_THE DATA_.
------------------------------------

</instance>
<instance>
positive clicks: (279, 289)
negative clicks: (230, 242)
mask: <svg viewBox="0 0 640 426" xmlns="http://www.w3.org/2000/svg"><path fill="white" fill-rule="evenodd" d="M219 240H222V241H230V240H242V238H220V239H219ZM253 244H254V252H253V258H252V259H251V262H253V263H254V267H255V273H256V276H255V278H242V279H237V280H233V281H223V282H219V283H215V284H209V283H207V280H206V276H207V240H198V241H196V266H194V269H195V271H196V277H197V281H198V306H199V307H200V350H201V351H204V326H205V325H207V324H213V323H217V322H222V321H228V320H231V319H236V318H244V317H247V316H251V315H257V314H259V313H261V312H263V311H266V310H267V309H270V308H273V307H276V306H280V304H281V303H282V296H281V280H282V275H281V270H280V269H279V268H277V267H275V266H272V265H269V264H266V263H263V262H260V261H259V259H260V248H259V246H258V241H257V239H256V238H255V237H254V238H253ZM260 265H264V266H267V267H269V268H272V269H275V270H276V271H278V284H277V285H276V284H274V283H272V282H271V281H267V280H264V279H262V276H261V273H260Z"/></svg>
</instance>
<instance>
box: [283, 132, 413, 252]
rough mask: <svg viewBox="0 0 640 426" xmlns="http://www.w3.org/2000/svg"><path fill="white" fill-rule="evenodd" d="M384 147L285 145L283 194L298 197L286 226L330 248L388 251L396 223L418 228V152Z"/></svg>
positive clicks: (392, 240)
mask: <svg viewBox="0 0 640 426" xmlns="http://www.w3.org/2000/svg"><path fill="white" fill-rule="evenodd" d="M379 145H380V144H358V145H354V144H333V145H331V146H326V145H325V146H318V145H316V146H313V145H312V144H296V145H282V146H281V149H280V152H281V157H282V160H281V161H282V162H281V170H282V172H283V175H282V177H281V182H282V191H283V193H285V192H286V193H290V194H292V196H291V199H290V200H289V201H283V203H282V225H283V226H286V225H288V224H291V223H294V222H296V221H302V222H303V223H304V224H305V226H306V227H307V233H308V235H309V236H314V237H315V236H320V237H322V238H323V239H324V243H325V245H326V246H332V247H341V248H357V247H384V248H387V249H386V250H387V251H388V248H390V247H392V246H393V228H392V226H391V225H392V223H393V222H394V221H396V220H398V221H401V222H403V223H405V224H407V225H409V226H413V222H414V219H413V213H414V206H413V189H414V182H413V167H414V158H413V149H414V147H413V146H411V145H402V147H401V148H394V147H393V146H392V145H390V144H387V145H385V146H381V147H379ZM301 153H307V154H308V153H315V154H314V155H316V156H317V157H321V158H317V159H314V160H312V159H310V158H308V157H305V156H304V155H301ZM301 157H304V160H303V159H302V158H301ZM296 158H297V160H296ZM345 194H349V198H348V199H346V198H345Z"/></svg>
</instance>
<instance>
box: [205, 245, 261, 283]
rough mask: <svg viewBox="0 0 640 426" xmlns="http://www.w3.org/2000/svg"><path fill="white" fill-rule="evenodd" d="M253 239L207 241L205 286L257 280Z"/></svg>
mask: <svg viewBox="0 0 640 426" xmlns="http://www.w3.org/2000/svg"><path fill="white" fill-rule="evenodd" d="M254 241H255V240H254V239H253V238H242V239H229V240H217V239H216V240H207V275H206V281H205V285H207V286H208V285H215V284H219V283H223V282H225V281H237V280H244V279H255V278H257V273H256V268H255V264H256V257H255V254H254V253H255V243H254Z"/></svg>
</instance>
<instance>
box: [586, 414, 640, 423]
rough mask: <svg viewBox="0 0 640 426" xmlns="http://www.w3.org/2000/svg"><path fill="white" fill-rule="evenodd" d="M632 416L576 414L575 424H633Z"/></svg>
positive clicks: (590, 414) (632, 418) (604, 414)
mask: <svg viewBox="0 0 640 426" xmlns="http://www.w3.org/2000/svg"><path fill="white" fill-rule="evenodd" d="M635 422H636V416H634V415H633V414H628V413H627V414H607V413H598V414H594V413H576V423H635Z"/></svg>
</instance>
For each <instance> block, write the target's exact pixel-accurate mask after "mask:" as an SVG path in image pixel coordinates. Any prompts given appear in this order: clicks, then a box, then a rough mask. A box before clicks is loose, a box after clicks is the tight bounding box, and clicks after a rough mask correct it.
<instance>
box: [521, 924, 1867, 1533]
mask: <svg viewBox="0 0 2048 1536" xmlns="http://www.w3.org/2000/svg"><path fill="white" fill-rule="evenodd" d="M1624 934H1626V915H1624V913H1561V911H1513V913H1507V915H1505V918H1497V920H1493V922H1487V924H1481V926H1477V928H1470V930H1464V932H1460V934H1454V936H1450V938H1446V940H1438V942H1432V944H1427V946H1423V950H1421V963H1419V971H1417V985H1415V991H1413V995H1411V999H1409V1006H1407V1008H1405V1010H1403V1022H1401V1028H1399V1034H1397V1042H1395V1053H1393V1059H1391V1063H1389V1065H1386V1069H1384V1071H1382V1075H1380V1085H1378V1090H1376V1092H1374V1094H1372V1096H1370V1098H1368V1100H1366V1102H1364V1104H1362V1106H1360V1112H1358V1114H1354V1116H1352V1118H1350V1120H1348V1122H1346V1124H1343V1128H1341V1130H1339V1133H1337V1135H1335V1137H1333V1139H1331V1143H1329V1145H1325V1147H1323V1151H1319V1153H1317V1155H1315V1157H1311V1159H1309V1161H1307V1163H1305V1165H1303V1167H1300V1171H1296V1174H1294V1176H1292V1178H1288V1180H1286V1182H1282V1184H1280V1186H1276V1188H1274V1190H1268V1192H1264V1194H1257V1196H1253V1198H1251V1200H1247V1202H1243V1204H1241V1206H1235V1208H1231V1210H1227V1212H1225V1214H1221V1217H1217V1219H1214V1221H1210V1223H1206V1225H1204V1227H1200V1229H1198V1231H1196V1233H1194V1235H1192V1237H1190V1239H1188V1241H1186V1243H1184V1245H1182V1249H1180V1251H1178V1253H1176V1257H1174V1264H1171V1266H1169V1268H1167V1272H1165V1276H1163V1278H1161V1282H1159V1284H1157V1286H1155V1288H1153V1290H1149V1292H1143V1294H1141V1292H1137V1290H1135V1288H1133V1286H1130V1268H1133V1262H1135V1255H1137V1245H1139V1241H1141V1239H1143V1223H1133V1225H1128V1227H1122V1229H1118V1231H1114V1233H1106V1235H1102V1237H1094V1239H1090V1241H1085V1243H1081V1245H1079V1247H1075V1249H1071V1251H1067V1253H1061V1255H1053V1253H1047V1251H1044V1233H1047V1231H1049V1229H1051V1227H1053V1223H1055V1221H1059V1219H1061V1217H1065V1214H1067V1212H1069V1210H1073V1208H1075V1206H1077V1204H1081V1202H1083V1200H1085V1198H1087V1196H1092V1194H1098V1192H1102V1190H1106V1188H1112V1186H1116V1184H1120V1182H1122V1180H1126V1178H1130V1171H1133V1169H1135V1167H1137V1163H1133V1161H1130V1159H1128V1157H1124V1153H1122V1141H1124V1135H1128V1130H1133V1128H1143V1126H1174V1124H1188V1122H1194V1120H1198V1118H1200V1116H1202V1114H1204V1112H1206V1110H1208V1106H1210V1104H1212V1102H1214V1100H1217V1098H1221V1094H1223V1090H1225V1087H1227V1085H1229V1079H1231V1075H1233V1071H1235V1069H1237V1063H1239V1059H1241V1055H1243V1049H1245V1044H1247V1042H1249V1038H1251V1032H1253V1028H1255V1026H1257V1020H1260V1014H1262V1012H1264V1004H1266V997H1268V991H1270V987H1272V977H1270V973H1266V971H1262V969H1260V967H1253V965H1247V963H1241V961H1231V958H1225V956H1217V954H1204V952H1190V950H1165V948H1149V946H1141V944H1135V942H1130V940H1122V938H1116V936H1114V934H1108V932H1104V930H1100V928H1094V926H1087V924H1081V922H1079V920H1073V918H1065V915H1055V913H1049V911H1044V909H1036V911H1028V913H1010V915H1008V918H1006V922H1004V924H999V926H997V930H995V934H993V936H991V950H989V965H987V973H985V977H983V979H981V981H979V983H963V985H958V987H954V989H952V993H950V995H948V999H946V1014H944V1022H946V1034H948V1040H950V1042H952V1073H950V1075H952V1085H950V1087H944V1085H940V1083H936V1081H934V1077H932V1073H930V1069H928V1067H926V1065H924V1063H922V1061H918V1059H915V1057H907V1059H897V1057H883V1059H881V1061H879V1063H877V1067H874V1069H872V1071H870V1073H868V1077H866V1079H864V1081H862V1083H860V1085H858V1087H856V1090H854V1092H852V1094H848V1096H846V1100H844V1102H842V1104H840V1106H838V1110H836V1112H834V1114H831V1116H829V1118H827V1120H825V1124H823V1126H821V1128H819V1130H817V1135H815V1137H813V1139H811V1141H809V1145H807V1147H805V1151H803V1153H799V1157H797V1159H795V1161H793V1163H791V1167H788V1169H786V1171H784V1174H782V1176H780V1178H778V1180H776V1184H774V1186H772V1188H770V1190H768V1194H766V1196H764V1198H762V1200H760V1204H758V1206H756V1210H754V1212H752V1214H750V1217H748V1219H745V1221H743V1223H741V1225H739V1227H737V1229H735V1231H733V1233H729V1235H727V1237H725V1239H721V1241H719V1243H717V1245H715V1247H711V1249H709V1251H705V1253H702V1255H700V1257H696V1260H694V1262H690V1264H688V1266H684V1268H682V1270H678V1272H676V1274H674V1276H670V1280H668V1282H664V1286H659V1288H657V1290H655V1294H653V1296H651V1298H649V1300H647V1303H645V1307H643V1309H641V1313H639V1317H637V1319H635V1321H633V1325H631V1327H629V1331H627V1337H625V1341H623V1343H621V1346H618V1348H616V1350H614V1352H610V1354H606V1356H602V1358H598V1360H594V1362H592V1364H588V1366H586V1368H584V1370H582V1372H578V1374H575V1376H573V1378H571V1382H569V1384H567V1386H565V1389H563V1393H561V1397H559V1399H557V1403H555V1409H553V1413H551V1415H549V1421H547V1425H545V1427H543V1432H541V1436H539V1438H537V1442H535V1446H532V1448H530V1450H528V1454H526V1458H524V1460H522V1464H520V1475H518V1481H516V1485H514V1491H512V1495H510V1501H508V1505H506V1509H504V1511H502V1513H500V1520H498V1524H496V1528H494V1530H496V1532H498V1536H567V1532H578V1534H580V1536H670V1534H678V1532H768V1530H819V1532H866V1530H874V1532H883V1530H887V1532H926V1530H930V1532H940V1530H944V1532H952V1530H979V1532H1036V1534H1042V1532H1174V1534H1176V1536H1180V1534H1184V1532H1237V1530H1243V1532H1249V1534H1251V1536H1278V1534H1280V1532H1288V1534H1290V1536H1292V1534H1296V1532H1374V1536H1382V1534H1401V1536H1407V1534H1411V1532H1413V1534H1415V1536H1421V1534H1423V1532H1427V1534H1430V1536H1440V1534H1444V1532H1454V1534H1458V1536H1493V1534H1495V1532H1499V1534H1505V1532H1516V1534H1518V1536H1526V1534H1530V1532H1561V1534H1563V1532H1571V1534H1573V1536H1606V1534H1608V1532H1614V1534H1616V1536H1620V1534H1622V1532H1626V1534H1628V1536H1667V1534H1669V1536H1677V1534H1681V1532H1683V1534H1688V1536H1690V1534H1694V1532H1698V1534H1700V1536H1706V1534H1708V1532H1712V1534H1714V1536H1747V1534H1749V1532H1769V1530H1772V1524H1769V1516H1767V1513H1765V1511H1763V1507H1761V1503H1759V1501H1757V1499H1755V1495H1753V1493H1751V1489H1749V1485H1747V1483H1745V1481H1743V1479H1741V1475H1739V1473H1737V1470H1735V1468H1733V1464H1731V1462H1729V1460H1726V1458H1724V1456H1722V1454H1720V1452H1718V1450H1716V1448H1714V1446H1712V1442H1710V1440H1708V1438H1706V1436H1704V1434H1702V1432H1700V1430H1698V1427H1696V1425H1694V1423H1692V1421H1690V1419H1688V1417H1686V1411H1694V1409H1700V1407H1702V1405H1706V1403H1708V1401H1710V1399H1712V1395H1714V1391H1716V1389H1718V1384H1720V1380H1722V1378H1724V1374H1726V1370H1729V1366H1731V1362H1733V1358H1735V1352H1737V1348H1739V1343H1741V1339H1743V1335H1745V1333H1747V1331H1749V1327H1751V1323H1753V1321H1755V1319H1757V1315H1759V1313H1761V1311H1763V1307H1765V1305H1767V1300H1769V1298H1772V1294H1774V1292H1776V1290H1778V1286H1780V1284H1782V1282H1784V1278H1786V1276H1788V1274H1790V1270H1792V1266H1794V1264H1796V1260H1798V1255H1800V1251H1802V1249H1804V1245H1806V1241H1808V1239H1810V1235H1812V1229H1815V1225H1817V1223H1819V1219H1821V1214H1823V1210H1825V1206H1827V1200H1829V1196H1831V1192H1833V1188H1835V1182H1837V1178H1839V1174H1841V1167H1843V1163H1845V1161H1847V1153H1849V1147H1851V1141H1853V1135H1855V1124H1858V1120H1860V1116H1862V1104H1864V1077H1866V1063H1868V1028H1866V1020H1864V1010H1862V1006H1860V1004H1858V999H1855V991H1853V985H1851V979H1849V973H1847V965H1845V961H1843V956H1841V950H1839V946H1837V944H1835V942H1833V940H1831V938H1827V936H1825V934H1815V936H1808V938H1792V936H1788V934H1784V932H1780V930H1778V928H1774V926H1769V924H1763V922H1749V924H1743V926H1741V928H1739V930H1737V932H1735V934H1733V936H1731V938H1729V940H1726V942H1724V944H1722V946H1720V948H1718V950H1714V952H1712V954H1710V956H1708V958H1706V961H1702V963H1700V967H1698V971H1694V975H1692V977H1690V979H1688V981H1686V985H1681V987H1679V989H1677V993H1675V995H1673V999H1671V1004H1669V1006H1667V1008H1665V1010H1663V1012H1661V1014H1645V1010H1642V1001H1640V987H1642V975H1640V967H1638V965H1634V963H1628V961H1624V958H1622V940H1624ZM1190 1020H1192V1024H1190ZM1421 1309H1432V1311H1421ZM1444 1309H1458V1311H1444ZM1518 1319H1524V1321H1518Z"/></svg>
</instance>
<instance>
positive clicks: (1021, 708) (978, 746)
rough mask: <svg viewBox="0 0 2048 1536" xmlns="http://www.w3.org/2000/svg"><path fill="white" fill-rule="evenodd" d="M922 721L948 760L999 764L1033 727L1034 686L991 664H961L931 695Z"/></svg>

------------------------------------

_WHAT THE TASK REQUIRES_. Only the lines from the start of the material through the line containing "147L285 145L283 194L298" belong in the answer, each copied exactly.

_EXERCISE RESULT_.
</instance>
<instance>
positive clicks: (279, 289)
negative clicks: (230, 242)
mask: <svg viewBox="0 0 640 426" xmlns="http://www.w3.org/2000/svg"><path fill="white" fill-rule="evenodd" d="M219 240H222V241H230V240H242V238H220V239H219ZM253 244H254V252H253V258H252V259H251V262H253V263H254V267H255V273H256V276H255V278H242V279H237V280H233V281H223V282H219V283H215V284H209V283H207V280H206V276H207V240H198V241H196V266H194V269H195V271H196V277H197V281H198V306H199V307H200V350H201V351H204V326H205V325H207V324H213V323H217V322H222V321H228V320H231V319H236V318H244V317H247V316H251V315H257V314H259V313H261V312H263V311H266V310H267V309H270V308H273V307H276V306H280V304H281V303H282V296H281V280H282V275H281V270H280V269H279V268H277V267H275V266H272V265H269V264H266V263H263V262H260V261H259V259H260V248H259V246H258V241H257V239H256V238H255V237H254V238H253ZM260 265H264V266H267V267H269V268H272V269H275V270H276V271H278V284H277V285H276V284H274V283H272V282H271V281H267V280H264V279H262V276H261V273H260Z"/></svg>
</instance>
<instance>
box: [283, 132, 413, 252]
rough mask: <svg viewBox="0 0 640 426" xmlns="http://www.w3.org/2000/svg"><path fill="white" fill-rule="evenodd" d="M384 147L285 145L283 194L298 197L286 226L330 248L388 251L396 223L418 228V152Z"/></svg>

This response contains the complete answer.